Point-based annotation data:
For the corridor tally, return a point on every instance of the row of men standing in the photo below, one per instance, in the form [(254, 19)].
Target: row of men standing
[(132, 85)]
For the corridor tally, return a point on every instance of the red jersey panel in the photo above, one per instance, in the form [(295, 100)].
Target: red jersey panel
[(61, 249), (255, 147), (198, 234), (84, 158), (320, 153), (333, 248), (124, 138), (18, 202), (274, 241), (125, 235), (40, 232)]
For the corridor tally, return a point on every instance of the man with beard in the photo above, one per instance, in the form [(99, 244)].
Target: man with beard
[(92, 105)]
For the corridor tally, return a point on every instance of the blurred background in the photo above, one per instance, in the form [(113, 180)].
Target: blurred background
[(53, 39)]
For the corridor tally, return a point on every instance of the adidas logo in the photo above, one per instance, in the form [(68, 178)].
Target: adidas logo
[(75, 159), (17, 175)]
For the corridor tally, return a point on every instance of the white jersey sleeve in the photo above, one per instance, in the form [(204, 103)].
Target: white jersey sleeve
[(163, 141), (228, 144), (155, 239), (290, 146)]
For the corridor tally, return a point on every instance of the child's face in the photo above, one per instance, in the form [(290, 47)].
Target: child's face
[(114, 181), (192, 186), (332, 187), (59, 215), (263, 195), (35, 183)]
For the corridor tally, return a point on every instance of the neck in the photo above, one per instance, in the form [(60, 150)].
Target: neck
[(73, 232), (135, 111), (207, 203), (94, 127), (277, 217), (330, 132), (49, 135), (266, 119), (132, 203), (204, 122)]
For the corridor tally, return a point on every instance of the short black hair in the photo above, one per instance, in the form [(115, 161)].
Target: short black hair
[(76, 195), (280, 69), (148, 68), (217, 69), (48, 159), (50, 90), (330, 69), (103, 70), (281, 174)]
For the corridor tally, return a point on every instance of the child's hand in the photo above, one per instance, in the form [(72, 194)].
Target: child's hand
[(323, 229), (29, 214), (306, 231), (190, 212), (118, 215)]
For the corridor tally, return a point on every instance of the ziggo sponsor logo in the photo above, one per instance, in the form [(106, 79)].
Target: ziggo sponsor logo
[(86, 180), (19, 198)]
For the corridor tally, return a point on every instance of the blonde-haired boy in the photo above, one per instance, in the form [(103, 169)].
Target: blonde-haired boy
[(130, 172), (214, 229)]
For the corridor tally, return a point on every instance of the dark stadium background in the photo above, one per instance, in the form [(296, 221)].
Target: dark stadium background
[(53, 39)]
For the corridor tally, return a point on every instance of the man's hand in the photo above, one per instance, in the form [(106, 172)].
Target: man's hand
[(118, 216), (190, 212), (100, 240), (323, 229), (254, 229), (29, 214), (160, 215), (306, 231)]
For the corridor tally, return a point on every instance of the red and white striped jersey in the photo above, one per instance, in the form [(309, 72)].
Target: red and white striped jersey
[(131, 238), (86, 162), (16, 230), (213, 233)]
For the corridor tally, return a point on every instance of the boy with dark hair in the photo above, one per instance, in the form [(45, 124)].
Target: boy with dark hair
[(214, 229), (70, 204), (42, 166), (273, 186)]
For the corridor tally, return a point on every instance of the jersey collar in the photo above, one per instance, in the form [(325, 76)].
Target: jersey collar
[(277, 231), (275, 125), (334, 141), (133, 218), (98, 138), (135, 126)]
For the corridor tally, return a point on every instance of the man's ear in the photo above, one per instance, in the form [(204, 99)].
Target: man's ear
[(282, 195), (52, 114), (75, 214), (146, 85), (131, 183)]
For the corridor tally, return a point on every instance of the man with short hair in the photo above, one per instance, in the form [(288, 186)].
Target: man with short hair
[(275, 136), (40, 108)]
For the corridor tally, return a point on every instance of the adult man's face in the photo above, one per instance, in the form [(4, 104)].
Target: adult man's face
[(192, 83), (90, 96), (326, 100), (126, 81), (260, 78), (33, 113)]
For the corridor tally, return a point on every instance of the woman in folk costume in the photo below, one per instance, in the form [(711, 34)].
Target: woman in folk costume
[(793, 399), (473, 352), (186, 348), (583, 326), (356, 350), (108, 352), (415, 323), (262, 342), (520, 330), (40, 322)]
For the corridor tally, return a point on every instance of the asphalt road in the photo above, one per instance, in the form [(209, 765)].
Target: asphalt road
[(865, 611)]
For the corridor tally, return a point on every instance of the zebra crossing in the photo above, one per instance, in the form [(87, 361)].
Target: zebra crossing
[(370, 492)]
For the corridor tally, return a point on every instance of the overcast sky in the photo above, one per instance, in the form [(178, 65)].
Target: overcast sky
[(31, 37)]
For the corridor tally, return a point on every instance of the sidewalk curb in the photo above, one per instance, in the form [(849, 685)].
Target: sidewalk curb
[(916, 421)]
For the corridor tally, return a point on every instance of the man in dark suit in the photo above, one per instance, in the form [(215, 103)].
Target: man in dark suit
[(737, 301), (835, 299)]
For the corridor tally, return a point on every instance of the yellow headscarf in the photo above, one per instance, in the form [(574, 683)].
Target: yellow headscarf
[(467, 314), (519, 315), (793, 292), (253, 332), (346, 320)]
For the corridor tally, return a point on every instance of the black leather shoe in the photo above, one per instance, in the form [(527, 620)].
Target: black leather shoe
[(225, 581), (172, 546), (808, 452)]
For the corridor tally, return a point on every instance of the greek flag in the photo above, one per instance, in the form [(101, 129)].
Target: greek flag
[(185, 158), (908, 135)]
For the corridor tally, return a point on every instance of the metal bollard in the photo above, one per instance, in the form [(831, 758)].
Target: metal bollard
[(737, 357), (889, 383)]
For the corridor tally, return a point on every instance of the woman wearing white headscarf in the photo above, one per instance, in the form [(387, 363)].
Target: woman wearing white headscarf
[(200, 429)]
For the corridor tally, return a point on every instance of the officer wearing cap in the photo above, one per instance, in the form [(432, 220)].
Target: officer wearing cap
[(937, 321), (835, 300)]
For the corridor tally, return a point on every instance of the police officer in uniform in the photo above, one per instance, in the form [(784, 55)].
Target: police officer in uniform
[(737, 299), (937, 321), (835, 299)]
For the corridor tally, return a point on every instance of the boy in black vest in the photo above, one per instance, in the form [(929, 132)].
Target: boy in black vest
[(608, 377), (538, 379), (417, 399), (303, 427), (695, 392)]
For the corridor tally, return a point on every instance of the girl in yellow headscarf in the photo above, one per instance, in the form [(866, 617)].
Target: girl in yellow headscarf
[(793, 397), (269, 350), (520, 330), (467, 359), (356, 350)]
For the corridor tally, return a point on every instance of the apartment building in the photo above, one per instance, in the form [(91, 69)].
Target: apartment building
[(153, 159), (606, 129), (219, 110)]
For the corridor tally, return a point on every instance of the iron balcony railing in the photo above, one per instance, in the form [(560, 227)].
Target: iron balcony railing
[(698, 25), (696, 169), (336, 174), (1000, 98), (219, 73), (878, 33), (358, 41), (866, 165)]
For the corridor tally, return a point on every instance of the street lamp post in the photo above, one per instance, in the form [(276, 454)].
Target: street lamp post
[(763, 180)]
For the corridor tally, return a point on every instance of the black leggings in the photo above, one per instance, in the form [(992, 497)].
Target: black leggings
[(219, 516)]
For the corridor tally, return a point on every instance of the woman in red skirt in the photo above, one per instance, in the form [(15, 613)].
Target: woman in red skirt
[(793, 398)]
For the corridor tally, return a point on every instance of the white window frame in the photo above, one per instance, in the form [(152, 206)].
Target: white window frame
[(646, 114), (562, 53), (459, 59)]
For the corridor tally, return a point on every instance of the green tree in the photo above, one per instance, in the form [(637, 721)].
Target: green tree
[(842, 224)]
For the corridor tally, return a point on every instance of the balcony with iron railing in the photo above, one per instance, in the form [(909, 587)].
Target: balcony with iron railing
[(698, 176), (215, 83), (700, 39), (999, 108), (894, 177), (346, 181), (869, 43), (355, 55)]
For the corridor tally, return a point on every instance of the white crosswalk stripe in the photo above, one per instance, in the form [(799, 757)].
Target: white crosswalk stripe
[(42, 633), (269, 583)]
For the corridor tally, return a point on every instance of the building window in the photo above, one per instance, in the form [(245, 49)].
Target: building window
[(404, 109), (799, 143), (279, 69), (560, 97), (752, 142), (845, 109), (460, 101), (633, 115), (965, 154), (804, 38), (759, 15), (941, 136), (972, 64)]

— Work to be completed —
Reproduce everything from the line containing "form [(60, 150)]." down to the line containing "[(130, 172), (214, 229)]", swapping "corridor tally" for "hallway count" and changing nothing else.

— Reply to the task —
For the hallway count, return a point on every instance of the neck in the photo above, one per instance, in the form [(60, 150)].
Target: neck
[(73, 232), (135, 111), (207, 203), (94, 127), (277, 217), (330, 132), (49, 135), (266, 119), (132, 203), (204, 122)]
For the hallway count, return a point on every instance of the short black hair in the photo above, one per instance, in the form [(115, 161)].
Target: short black hair
[(76, 195), (280, 69), (148, 68), (217, 69), (48, 159), (50, 90), (330, 69), (103, 70), (281, 174)]
For the hallway count, return a point on every instance of the child's hand in the photo above, one per instance, in the form [(72, 194)].
Target: child's hand
[(323, 229), (29, 214), (306, 231), (190, 212), (118, 215)]
For the hallway count, return a point on every instance of the ziggo sponsor logo in the photo above, one per instance, in the form [(106, 79)].
Target: ziggo sponsor logo
[(86, 180), (19, 198)]
For the hallway count, return a point on every instance of the blonde-haired boy in the photo above, one per instance, in the form [(103, 169)].
Target: blonde-haired boy
[(130, 172), (214, 229)]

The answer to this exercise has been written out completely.